GIVEN EXERCISE A
In the XHTML comments, what type does the writer suggest declaring lang as?
GIVEN EXERCISE B
Shorten the paragraph of the XHTML comments that begins "However, XML 1.0 only allows", keeping its main facts.
GIVEN EXERCISE C
Carry on the XHTML comments from their final line.

XHTML

Here are some comments on XHTML.

1)  XHTML 1.0 Last Call Disposition of Comments,
http://www.w3.org/MarkUp/Group/1999/xhtml1-lc1-doc-19990506.html,
3.5.LanguageCode Parameter Entity  leaves the language code as CDATA. I
would be very interested if you (or Mischa or Martin, if they know) would
post a little note to w3c-i18n-ig@w3.org to explain this.  CDATA indicates
that any characters may be allowed, rather than following RFC 1766.

Suggestion: Declare lang as NMTOKENS. This is more forgiving than NMTOKEN
and allows some variant and incorrect use, but will not confuse programmers
and educators that any old text is allowed.


2) XHTML 1.0 Last Call Disposition of Comments,
http://www.w3.org/MarkUp/Group/1999/xhtml1-lc1-doc-19990506.html,
s2.1.6 SGML Newline Handling Requirements, says

  Resolution: The document relies upon XML for its definition of whitespace
handling. This includes handling of line boundaries. No change to the
document is required

However, XML 1.0 only allows "preserve" or "default", where "default" is
undefined, but may be the SGML behaviour. Because of this, the XHTML draft
cannot rely on XML for its definition of whitespace handling for "default".

Suggestion: XHTML should follow SGML.


3) Netscape 4.6 still does not support hexadecimal numeric character
references in HTML.

Suggestion: Put a caution about using Hexadecimal Numeric Character
References, that it may not be backward compatible with HTML browsers.


4) Deployed HTML browsers do not nicely allow the following parts of XML:
  * Internal subset, and hence entities, notations, additional attribute
declarations;
  * Hexadecimal character references (if 3 above);
  * CDATA marked sections;
  * PIs;
  * hence, the XML header (which, as the inventor of it, let me say IMHO
*is* a PI,
since it provides information to software on how to process something,
starting at
a point: in the same way, all markup declarations are PIs);
   * hence, selecting encoding with the XML header.

DATA PROVIDED
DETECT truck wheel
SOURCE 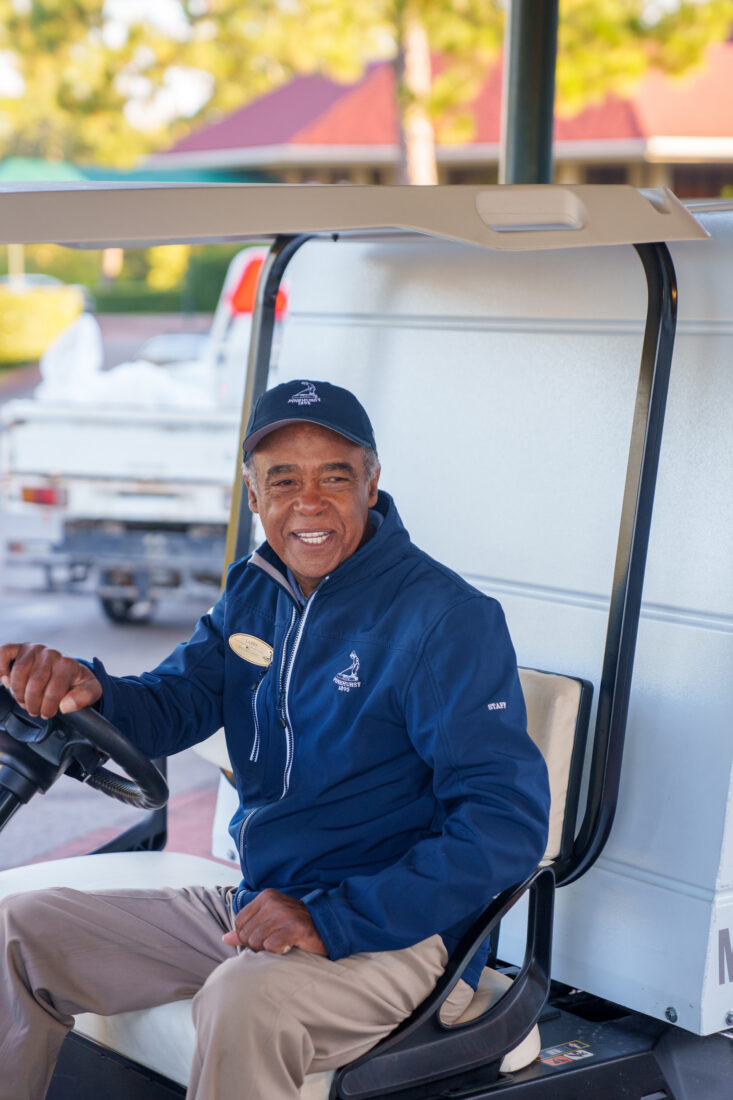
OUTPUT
[99,596,155,624]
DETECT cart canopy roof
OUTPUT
[0,183,708,252]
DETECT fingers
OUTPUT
[0,644,101,719]
[223,890,327,955]
[0,645,21,688]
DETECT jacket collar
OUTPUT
[248,490,409,598]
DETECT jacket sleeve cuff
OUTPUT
[303,891,352,960]
[76,657,116,725]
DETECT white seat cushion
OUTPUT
[0,851,539,1100]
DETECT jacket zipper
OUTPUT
[239,607,298,879]
[250,666,270,763]
[239,576,328,893]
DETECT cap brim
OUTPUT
[242,414,372,455]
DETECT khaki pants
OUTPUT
[0,887,471,1100]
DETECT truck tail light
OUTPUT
[229,256,287,321]
[21,485,67,507]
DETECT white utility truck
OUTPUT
[0,248,284,623]
[0,185,733,1100]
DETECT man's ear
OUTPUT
[367,466,382,508]
[244,474,260,516]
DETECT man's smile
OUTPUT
[293,531,333,547]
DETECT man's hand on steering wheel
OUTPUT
[0,642,102,719]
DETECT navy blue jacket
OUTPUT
[95,493,549,985]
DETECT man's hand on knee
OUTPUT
[222,890,328,955]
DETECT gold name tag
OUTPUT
[229,634,272,669]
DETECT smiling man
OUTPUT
[0,382,549,1100]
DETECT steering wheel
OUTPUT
[0,685,168,828]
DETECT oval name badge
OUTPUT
[229,634,272,669]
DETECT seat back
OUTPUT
[519,668,593,862]
[194,668,593,861]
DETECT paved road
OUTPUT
[0,317,218,868]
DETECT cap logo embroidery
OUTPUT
[287,382,320,405]
[333,649,361,691]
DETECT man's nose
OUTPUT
[295,485,324,515]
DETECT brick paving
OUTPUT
[33,785,231,867]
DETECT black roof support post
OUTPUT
[499,0,559,184]
[555,244,677,886]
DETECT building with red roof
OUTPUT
[147,42,733,197]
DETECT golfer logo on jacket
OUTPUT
[333,649,361,691]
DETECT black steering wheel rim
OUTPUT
[0,685,168,810]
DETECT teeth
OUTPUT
[296,531,328,547]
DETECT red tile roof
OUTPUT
[163,42,733,156]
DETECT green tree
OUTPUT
[0,0,159,164]
[0,0,733,183]
[169,0,733,183]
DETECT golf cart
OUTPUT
[0,185,733,1100]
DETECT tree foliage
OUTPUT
[0,0,733,174]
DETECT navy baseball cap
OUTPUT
[242,382,376,460]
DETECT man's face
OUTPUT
[245,424,380,596]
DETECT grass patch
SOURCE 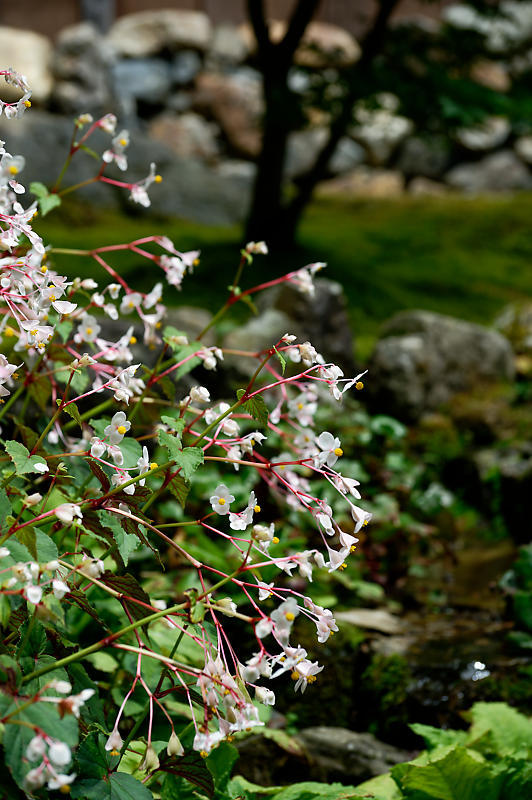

OUTPUT A
NMTOKENS.

OUTPUT B
XML 1.0 permits only "preserve" or "default" for whitespace handling, and "default" is undefined, though it may match SGML behavior. So the XHTML draft can't rely on XML to define whitespace handling for "default".

OUTPUT C
By trying to find a subset of XML which is fairly acceptable to HTML
browsers,  there is a grave danger of setting a course which will disrupt
XML.  Of course XML was developed to overcome many of the perceived problems
of HTML, not to perpetuate them.

It worries me a little that the forces to find this subset may be so strong
that HTML-browser compatability becomes a criterion for judging particular
XML features. This has already happened to some extent with PIs (notably the
use of attributes for Namespace declarations rather than a PI in the header:
in that case I think it was a fair call, in that namespace hang off names
which hang of attributes, they do not hang off documents, entities or random
points, which is where PIs are appropriate).

Recommendation:  The XHTML effort should split into three parts:

 * XHTML, a version of HTML 4.0 which allows all XML features and any new
W3C technology. Application vendors should be encouraged to support this. It
should have the MIME media-type     text/xhtml-xml  (the "-xml" prefix is
one of the current suggestions for the MIME XML group which is finding
favour).  XHTML should have one extra
requirement to XML: the XML header should be mandatory.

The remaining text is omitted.